Begin at the line that contains "Wildlife-tally request: put a marker on the partially" and stop at the end of the records. Rewrite those lines, requests included, and raise every coordinate in the answer points by 59.
___ SOURCE RECORDS ___
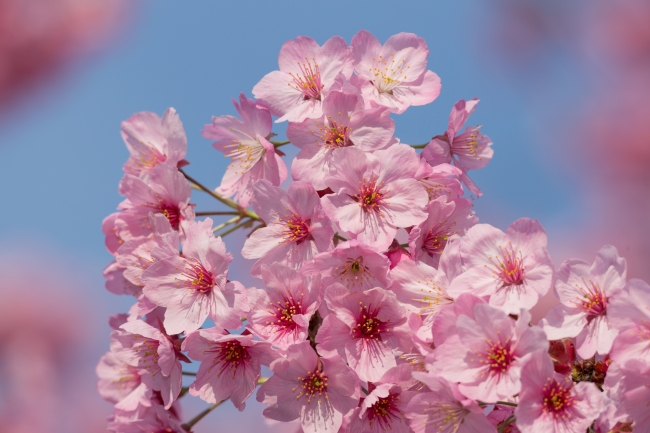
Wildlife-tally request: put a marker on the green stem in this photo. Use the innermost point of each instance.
(227, 223)
(279, 143)
(228, 202)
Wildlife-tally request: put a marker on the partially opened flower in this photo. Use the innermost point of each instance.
(319, 391)
(153, 140)
(246, 141)
(468, 150)
(584, 291)
(230, 364)
(194, 286)
(307, 73)
(296, 226)
(393, 75)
___
THE RESULT:
Wildlife-tally request: put a marker on the partially opened flower in this photo. Use the innermost point of each instance.
(378, 450)
(212, 199)
(305, 200)
(527, 209)
(643, 350)
(289, 423)
(253, 345)
(366, 132)
(355, 285)
(452, 134)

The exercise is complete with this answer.